## What this exercise asks:
1) In the entry on the frog Phrynopus juninensis, swap "frog" for "anuran" and write out the part from "- Conservation status: CR" to "for this species.".
2) Answer these questions from the entry on the frog Phrynopus juninensis:
(a) What family is the species placed in?
(b) What conservation status is listed for it?
(c) In which department is the place where it is known from?
3) Write what comes next in the entry on the frog Phrynopus juninensis, picking up after its final sentence.
Provided passage Start Marker
Scientific classification
- Kingdom: Animalia
- Phylum: Chordata
- Class: Amphibia
- Order: Anura
- Family: Strabomantidae
- Genus: Phrynopus
- Species: P. juninensis
- Binomial name: Phrynopus juninensis (Shreve, 1938)
- Synonyms: Syrrhopus juninensis Shreve, 1938 ; Eupsophus juninensis (Shreve, 1938) ; Telmatobius juninensis (Shreve, 1938) ;

= Phrynopus juninensis =

- Authority: (Shreve, 1938)
- Conservation status: CR

Species of frog

Phrynopus juninensis is a species of frog in the family Strabomantidae. It is endemic to Peru and only known from Cascas near Huasihuasi, Department of Junín. Records from Department of Pasco probably belong to another species. Common name Junin Andes frog has been proposed for this species.
Provided passage End Marker
Listed records Start Marker
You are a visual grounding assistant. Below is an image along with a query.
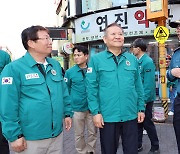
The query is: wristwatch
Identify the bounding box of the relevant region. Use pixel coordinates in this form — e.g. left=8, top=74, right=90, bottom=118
left=139, top=110, right=145, bottom=113
left=65, top=115, right=71, bottom=118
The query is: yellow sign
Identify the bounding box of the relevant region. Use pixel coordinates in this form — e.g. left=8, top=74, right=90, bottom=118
left=154, top=26, right=169, bottom=44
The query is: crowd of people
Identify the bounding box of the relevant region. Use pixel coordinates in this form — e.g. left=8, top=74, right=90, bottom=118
left=0, top=21, right=180, bottom=154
Listed records End Marker
## Per-task outputs:
1)
- Conservation status: CR

Species of anuran

Phrynopus juninensis is a species of anuran in the family Strabomantidae. It is endemic to Peru and only known from Cascas near Huasihuasi, Department of Junín. Records from Department of Pasco probably belong to another species. Common name Junin Andes anuran has been proposed for this species.

2)
(a) Strabomantidae
(b) CR
(c) Department of Junín

3)
==Description==
A relatively large species of its genus, Phrynopus juninensis males measure 22–31 mm and females 33–41 mm in snout–vent length. The snout is rounded in lateral view. No tympanum is present. The toes have no webbing. Dorsal coloration is dark brown with tan spots above and silvery-white flecks below. The lips are pale grayish tan with dark brown bars. The iris is bronze. There are dark brown canthal and supratympanic stripes.

==Habitat and conservation==
Phrynopus juninensis inhabits primary montane cloud forest and forest edges at elevations of about 3508–3525 m above sea level. It is a terrestrial species. Development is direct (i.e, there is no free-living larval stage).

Known only from a single location, P. juninensis is an uncommon and rarely seen species. It is threatened by habitat loss caused by agricultural activities. It is also potentially threatened by harvesting of Sphagnum mosses. It is not known to occur in any protected areas.